- _Task objective_: Find how many lines in the material hold the word "wood", then state that number and nothing more.
___
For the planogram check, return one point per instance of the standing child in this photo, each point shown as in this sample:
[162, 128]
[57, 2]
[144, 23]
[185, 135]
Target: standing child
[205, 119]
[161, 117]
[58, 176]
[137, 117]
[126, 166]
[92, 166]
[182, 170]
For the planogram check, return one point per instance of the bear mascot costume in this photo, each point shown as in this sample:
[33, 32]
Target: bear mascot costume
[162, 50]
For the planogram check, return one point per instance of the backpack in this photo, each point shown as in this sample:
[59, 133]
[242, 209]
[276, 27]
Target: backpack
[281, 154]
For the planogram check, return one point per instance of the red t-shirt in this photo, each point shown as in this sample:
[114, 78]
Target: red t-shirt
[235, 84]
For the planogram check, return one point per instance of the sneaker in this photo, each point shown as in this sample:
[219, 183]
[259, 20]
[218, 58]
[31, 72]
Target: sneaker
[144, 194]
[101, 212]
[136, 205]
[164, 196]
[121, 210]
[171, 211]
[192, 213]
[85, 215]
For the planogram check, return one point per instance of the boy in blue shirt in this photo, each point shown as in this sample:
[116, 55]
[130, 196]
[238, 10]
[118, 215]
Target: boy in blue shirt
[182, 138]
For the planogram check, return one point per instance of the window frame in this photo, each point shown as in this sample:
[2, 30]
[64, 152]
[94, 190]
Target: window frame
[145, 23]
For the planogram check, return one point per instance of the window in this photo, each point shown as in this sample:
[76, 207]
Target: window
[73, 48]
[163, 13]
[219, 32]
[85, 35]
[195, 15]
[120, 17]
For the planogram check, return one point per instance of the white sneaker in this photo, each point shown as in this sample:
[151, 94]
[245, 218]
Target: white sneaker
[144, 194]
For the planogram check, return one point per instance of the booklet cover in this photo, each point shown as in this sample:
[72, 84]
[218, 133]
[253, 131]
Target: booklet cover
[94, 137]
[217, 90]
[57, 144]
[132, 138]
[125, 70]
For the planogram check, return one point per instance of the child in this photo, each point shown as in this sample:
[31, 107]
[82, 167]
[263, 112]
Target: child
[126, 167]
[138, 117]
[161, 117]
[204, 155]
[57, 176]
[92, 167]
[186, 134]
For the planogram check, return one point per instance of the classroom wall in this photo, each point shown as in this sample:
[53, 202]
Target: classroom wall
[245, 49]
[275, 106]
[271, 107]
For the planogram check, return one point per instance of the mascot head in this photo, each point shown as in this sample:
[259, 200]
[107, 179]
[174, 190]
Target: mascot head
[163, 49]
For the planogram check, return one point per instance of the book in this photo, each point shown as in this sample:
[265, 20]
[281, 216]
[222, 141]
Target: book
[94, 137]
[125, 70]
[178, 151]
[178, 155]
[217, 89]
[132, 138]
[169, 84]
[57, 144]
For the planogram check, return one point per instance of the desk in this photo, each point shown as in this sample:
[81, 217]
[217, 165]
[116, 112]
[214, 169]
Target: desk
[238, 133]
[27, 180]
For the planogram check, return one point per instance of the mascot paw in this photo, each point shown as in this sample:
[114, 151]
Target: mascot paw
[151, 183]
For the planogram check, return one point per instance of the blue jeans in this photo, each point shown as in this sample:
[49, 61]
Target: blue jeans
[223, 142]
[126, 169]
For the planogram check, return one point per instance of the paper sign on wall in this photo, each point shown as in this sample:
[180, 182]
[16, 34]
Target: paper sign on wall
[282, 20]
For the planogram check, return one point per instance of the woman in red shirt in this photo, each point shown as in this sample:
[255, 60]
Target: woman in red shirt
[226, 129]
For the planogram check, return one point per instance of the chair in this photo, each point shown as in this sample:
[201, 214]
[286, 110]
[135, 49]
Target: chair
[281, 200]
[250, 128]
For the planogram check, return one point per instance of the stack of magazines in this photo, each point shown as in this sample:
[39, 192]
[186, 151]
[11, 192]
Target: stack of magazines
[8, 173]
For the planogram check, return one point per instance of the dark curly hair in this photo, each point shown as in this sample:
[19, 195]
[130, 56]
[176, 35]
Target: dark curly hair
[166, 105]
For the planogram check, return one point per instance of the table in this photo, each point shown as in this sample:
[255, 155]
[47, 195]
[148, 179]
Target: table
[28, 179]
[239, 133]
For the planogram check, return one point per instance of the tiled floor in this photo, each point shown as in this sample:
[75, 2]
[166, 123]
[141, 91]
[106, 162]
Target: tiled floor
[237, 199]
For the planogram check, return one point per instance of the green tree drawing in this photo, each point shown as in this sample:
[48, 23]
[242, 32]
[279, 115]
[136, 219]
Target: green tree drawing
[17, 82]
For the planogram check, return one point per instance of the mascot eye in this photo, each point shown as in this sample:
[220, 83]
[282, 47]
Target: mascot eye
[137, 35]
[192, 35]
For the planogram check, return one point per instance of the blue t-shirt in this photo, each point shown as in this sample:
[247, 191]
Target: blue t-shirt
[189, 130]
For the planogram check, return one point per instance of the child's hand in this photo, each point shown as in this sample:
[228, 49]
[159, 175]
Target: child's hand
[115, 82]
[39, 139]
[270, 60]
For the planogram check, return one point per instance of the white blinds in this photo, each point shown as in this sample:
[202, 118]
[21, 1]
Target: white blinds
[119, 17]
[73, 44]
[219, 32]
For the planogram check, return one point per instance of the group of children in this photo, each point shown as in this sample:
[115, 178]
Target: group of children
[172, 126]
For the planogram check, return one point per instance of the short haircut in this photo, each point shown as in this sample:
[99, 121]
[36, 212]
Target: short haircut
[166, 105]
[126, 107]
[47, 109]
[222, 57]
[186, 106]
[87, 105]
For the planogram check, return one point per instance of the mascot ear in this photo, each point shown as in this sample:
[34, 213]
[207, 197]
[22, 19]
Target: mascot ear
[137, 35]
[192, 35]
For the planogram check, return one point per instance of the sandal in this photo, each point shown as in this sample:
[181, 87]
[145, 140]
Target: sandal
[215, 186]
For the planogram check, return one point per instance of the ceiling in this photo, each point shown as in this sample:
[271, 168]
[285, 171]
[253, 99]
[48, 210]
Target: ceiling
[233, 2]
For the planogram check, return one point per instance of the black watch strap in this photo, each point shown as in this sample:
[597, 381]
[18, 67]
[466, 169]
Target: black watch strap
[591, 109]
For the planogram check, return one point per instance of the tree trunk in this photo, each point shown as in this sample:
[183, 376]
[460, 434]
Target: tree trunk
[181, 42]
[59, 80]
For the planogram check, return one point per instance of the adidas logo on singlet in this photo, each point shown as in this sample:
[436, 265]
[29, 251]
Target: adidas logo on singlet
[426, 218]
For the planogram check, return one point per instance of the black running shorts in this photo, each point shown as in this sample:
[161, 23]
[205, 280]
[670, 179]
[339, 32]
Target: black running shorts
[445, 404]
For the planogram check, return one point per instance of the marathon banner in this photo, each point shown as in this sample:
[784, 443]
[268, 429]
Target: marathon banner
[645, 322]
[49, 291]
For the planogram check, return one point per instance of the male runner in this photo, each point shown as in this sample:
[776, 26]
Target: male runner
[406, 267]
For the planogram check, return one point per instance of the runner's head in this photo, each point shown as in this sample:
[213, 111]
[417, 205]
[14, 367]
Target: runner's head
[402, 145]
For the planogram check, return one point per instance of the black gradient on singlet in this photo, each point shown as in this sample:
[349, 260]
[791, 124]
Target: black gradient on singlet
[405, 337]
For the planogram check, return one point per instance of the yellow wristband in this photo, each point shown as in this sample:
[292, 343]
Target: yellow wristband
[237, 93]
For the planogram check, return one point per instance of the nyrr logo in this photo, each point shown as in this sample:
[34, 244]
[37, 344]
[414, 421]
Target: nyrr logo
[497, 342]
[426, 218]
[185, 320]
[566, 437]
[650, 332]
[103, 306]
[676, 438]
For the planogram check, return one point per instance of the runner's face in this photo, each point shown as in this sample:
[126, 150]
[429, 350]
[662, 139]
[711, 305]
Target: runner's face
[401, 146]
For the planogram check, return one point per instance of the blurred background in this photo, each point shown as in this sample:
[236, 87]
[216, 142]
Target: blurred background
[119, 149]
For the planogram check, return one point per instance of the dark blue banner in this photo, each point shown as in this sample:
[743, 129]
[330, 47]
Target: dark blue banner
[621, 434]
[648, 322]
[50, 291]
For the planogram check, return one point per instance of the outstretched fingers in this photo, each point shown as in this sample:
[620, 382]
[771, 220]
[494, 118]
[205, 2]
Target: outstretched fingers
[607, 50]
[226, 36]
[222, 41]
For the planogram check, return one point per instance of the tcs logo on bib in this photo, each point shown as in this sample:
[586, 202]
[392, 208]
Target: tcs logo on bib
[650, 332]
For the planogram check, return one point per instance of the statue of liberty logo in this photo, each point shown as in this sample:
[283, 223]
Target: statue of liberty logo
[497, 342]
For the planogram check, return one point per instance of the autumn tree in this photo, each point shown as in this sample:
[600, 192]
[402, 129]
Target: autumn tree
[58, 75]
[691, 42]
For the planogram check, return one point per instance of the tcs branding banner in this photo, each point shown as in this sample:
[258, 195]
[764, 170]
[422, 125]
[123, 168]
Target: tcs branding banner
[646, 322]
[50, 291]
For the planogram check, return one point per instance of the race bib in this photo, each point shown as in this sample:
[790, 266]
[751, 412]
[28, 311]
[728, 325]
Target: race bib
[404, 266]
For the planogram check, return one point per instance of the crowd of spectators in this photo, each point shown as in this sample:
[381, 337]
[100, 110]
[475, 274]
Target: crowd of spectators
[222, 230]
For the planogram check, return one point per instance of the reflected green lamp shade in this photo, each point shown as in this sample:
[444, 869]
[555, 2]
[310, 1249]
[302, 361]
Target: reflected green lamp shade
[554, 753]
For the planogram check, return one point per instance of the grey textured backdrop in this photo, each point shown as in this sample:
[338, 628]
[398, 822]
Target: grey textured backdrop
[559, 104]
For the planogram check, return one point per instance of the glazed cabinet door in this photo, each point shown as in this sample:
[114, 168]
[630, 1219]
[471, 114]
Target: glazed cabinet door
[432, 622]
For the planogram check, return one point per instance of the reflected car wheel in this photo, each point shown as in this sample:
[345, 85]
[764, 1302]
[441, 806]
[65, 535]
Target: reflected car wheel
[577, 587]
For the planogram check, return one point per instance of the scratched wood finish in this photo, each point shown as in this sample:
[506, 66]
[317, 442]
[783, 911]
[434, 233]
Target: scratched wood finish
___
- _Reply to the exercise_: 2